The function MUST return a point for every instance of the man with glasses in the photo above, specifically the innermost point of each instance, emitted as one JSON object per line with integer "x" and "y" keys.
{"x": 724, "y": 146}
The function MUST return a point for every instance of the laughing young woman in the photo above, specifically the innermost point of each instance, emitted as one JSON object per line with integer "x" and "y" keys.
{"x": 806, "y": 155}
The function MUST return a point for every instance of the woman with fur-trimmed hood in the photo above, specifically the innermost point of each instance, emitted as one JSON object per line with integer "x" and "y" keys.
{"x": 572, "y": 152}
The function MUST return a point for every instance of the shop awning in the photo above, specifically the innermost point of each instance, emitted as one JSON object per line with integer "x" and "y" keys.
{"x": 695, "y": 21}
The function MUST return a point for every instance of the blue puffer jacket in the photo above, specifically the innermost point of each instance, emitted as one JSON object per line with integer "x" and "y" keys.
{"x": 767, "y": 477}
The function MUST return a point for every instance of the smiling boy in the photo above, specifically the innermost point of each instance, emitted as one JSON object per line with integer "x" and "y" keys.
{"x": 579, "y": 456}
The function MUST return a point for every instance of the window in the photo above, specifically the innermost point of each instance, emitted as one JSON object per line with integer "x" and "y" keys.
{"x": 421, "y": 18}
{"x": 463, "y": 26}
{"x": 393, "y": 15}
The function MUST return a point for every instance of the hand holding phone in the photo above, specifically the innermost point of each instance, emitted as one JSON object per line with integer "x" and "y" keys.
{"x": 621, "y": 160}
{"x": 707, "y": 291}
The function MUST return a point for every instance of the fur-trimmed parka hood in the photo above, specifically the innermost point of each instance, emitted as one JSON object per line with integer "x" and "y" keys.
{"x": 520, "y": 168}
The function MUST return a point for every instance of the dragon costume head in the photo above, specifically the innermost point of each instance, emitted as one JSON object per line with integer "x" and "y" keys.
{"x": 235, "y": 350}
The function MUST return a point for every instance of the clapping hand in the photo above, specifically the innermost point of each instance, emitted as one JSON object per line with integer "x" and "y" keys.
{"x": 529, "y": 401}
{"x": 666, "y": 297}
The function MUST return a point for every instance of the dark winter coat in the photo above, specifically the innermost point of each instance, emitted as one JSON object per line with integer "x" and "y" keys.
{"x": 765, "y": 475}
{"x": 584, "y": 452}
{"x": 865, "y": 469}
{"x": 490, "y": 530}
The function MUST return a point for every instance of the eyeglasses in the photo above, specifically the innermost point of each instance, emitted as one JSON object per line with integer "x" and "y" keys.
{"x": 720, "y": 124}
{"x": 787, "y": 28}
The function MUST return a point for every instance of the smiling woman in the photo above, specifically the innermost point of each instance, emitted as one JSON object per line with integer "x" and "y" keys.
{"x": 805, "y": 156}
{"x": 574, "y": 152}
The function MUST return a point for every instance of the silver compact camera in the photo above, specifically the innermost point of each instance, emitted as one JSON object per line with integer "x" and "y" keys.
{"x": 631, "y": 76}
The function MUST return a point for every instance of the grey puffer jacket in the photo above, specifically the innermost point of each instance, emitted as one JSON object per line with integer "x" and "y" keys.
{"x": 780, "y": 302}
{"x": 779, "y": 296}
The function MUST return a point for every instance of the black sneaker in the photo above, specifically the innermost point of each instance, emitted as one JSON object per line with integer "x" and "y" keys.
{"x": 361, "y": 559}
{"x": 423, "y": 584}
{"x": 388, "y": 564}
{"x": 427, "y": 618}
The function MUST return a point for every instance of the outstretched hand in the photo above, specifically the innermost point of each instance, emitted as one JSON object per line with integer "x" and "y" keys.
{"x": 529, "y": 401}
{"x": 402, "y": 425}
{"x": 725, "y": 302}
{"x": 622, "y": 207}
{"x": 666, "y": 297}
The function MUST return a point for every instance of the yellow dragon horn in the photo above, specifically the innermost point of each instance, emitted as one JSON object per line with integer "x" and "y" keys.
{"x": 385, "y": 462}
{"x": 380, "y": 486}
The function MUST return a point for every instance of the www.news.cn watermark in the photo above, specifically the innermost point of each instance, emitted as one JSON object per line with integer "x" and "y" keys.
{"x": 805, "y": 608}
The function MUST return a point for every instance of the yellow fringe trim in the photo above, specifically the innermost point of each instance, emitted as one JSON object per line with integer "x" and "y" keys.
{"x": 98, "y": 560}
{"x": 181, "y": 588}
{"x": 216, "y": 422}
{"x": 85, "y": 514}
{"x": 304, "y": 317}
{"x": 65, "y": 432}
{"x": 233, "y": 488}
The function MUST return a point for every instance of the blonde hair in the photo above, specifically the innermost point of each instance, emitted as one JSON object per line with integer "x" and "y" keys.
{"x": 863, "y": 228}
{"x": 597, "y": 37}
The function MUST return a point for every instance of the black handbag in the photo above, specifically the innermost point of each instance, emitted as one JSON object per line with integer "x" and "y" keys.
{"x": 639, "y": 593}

- - -

Reproduce the whole listing, exactly.

The function MUST return a point for every instance of the man with glasses in the photo above, specifically the innermost point of each instance, emitted as one JSON object per line with integer "x" and "y" keys.
{"x": 724, "y": 146}
The function MUST return a point for every instance of the laughing young woman in the photo above, specifically the innermost point of each instance, emitted as one JSON object per line with integer "x" and "y" keys.
{"x": 806, "y": 155}
The function MUST return a point for every instance of the woman with fur-trimmed hood in the photo above, specifically the innermost point of each instance, emitted as one JSON object per line with integer "x" and "y" keys.
{"x": 572, "y": 152}
The function MUST return a point for every instance of the shop awning in the photo above, specifically the innermost point of each instance, emitted as one JSON object per line with integer "x" and "y" keys.
{"x": 695, "y": 21}
The function MUST return a point for every instance of the blue puffer jacket in the photo above, specifically the innermost point of each instance, emitted as one JSON object per line with integer "x" and "y" keys.
{"x": 767, "y": 477}
The function MUST return a point for every instance of the smiling boy in the photo above, specifically the innermost point of each instance, emitted as one JSON object per line with integer "x" and "y" keys.
{"x": 579, "y": 456}
The function MUST return a point for every instance of the window in the photo above, specifically the innermost point of each instance, emitted as one JSON object per line with integer "x" and "y" keys.
{"x": 421, "y": 18}
{"x": 463, "y": 26}
{"x": 393, "y": 15}
The function MUST return a point for every instance of the hand holding phone in the photo above, specifically the innermost point of each instance, emitted as one JSON object per line with integer "x" and "y" keys.
{"x": 621, "y": 160}
{"x": 707, "y": 291}
The function MUST return a point for every instance of the fur-trimmed parka hood in the photo above, specifically the innermost point of each instance, emitted as one JSON object per line with integer "x" and "y" keys.
{"x": 520, "y": 168}
The function MUST return a point for every instance of the dragon costume head in the photo above, specifically the innermost point of each instance, emitted as one JSON object per line with integer "x" and "y" keys.
{"x": 235, "y": 350}
The function MUST return a point for every instance of the clapping hand in the photo above, specifically the innermost point of each instance, emitted as one JSON object per line with integer "x" and "y" keys.
{"x": 529, "y": 401}
{"x": 666, "y": 297}
The function MUST return a point for every instance of the dark winter coat in the photo above, specifically the innermost point of each instance, emitted as one JSON object per line with integer "x" and "y" keys.
{"x": 765, "y": 475}
{"x": 584, "y": 452}
{"x": 865, "y": 469}
{"x": 490, "y": 530}
The function MUST return a point for every instance of the eyeglasses in the photo above, specifically the innermost point of each instance, emitted as one JSON object per line with integer "x" and "y" keys.
{"x": 720, "y": 124}
{"x": 787, "y": 28}
The function MUST return a point for every instance of the smiling woman in the photo above, specifically the innermost point of each instance, emitted as one JSON object per line with integer "x" and "y" keys.
{"x": 805, "y": 156}
{"x": 574, "y": 152}
The function MUST return a point for every instance of the silver compact camera in the photo above, specifically the innermost point of each instance, emitted as one JSON object per line with integer "x" and "y" keys.
{"x": 631, "y": 76}
The function MUST return a point for every instance of the grey puffer jacket in the photo above, specifically the innermost point of each instance, emitted as one JSON object per line with integer "x" and "y" keys.
{"x": 780, "y": 302}
{"x": 779, "y": 296}
The function MUST return a point for every instance of the black sneaker in the photo above, specifically the innermost point of each instance, emitted as one JSON object per line with integer "x" and "y" keys.
{"x": 361, "y": 559}
{"x": 423, "y": 584}
{"x": 388, "y": 564}
{"x": 427, "y": 618}
The function MUST return a point for every instance of the outstretched hand in the photo above, specifically the innermost point of each instance, emitted as one JSON object per line with integer "x" and "y" keys.
{"x": 529, "y": 401}
{"x": 402, "y": 425}
{"x": 725, "y": 302}
{"x": 622, "y": 207}
{"x": 666, "y": 297}
The function MUST return a point for every instance of the yellow dragon horn in the photo above, specifically the innermost point of each instance, emitted as one JSON object per line with integer "x" and "y" keys.
{"x": 385, "y": 462}
{"x": 380, "y": 486}
The function MUST return a point for every instance of the www.news.cn watermark in the photo above, specifically the innermost point of each instance, emitted as one JSON object per line with integer "x" and "y" keys.
{"x": 805, "y": 608}
The function MUST return a point for every instance of the yellow fringe trim in the photo above, specifically the innermost point of each instance, emitted as one JSON object per line with integer "x" and "y" keys.
{"x": 98, "y": 560}
{"x": 181, "y": 588}
{"x": 216, "y": 422}
{"x": 85, "y": 514}
{"x": 304, "y": 317}
{"x": 65, "y": 432}
{"x": 233, "y": 488}
The function MUST return a point for every instance of the blonde hair in the photo above, specifically the innermost point of each instance, emitted as one JSON object per line with integer "x" and "y" keys.
{"x": 863, "y": 228}
{"x": 597, "y": 37}
The function MUST return a point for every instance of the black handbag in the photo above, specifically the innermost point of each instance, emitted as one JSON object per line with integer "x" and "y" keys.
{"x": 639, "y": 593}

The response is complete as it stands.